## [Tâche A]
Repérez dans la liste ci-dessous chaque ligne contenant le mot « positive », puis recopiez ces lignes.
### Texte présenté
Il est docteur en sciences de gestion. Il vient de soutenir son Doctorat de troisième cycle sur l’entrepreneuriat. Avec mention très honorable à l’université d’Ilci Paris-Ville (France). De retour au pays, il répond à certaines de nos préoccupations à travers cette interview.

Nous savons que vous avez travaillé sur plusieurs thèmes concernant l’entrepreneuriat. Cependant pouvez-vous nous donner des précisions sur le titre de votre dernier thème ?

Le titre du travail de recherche qui vient d’être fait paraît complexe. Il revêt en effet de multiples aspects et nécessite une réflexion pertinente, notamment en ce qui concerne l’emploi et l’éducation d’une part et l’entrepreneurship des élèves et étudiants d’autre part. Il est intitulé : « Emploi, éducation et entrepreneurship : cas des diplômés des enseignements secondaire et supérieur au Burkina Faso ».

Pourquoi un tel thème ?
######
### Données de travail
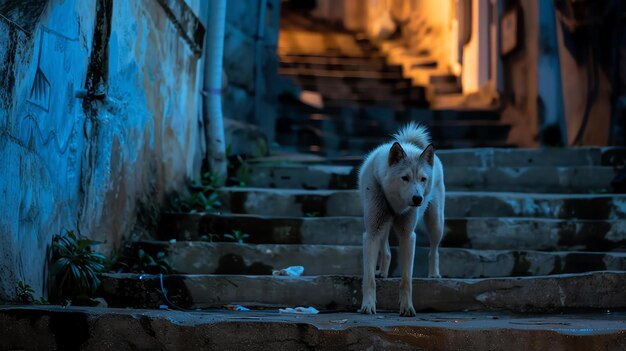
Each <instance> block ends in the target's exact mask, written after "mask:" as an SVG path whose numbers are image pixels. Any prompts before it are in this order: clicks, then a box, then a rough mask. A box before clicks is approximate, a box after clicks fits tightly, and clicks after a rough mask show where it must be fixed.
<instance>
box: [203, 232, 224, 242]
mask: <svg viewBox="0 0 626 351" xmlns="http://www.w3.org/2000/svg"><path fill="white" fill-rule="evenodd" d="M219 237H220V236H219V235H217V234H211V233H209V234H205V235H202V236H200V241H205V242H209V243H212V242H213V241H215V239H219Z"/></svg>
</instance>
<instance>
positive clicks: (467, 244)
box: [157, 212, 626, 251]
mask: <svg viewBox="0 0 626 351" xmlns="http://www.w3.org/2000/svg"><path fill="white" fill-rule="evenodd" d="M445 227H446V231H445V236H444V239H443V242H442V246H443V247H461V248H468V249H483V250H484V249H486V250H503V249H515V250H545V251H568V250H576V251H614V250H615V251H618V250H621V251H624V249H625V248H626V221H624V220H606V221H604V220H600V221H594V220H560V219H544V218H490V217H474V218H446V222H445ZM235 230H240V231H242V232H244V233H249V234H250V238H248V239H246V242H247V243H252V244H321V245H358V246H360V245H362V243H363V231H364V226H363V218H361V217H272V216H256V215H242V214H232V213H223V214H220V213H174V212H167V213H165V214H163V216H162V217H161V222H160V224H159V232H158V235H157V238H158V239H159V240H170V239H176V240H191V241H197V240H200V238H201V237H202V236H203V235H208V234H209V233H212V234H225V233H232V232H233V231H235ZM390 240H391V243H392V244H395V243H396V242H397V239H396V237H395V235H391V236H390ZM417 244H418V246H428V238H427V237H426V235H425V234H424V233H418V236H417Z"/></svg>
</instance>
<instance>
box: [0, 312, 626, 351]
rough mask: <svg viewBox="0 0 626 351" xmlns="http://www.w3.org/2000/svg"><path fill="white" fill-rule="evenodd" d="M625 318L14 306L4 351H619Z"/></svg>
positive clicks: (0, 317)
mask: <svg viewBox="0 0 626 351" xmlns="http://www.w3.org/2000/svg"><path fill="white" fill-rule="evenodd" d="M220 307H221V306H220ZM624 318H625V315H624V314H623V313H621V312H616V313H611V314H607V313H605V312H604V311H602V312H599V311H597V312H595V313H581V314H570V315H545V314H542V315H524V316H518V315H511V314H509V313H503V312H468V313H458V312H457V313H454V312H448V313H420V314H419V315H418V316H417V317H416V318H402V317H398V316H397V314H396V313H381V314H379V315H377V316H369V315H361V314H356V313H354V312H348V313H345V312H344V313H324V314H318V315H307V316H303V315H293V314H282V313H280V314H279V313H277V312H276V311H246V312H239V311H226V310H211V311H173V310H167V311H163V310H161V311H147V310H139V309H117V308H115V309H114V308H109V309H105V308H89V307H75V306H69V307H61V306H4V307H0V329H1V330H4V331H5V332H4V333H3V337H2V339H0V348H1V349H3V350H44V349H58V350H70V349H77V350H78V349H85V350H92V349H109V350H162V349H169V350H201V349H202V350H246V351H256V350H268V349H270V348H271V349H275V350H427V349H437V350H467V351H474V350H488V349H489V350H493V349H499V350H509V351H527V350H529V349H549V350H618V349H620V348H622V346H623V345H624V344H625V343H626V336H624ZM59 323H63V324H62V325H60V324H59ZM70 328H71V329H70ZM69 331H71V332H69ZM496 345H497V346H496Z"/></svg>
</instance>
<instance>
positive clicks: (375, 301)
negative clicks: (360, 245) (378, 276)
mask: <svg viewBox="0 0 626 351" xmlns="http://www.w3.org/2000/svg"><path fill="white" fill-rule="evenodd" d="M389 227H390V225H389V223H386V224H383V225H381V226H380V228H377V229H378V230H371V231H370V230H367V231H366V232H365V233H363V301H362V303H361V310H360V312H361V313H365V314H376V277H375V274H376V261H377V259H378V252H379V251H380V247H381V244H382V238H383V237H384V235H383V233H384V230H386V231H387V232H388V231H389Z"/></svg>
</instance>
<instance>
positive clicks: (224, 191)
mask: <svg viewBox="0 0 626 351" xmlns="http://www.w3.org/2000/svg"><path fill="white" fill-rule="evenodd" d="M218 193H219V196H220V199H221V202H222V204H223V206H224V208H225V209H226V210H229V211H231V212H233V213H242V214H257V215H267V216H287V217H304V216H306V214H307V213H316V214H317V215H318V216H321V217H324V216H362V215H363V212H362V208H361V203H360V199H359V194H358V191H357V190H300V189H263V188H221V189H219V190H218ZM445 215H446V217H542V218H560V219H594V220H606V219H623V218H626V195H622V194H523V193H501V192H456V191H448V192H447V193H446V208H445Z"/></svg>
######
## [Tâche B]
Recopiez le passage de l'interview sur l'entrepreneuriat qui commence par « Le titre du » et se poursuit jusqu'à « un tel thème ? » inclus.

## [Réponse A]
positive clicks: (467, 244)
positive clicks: (0, 317)
positive clicks: (375, 301)
positive clicks: (224, 191)

## [Réponse B]
Le titre du travail de recherche qui vient d’être fait paraît complexe. Il revêt en effet de multiples aspects et nécessite une réflexion pertinente, notamment en ce qui concerne l’emploi et l’éducation d’une part et l’entrepreneurship des élèves et étudiants d’autre part. Il est intitulé : « Emploi, éducation et entrepreneurship : cas des diplômés des enseignements secondaire et supérieur au Burkina Faso ».

Pourquoi un tel thème ?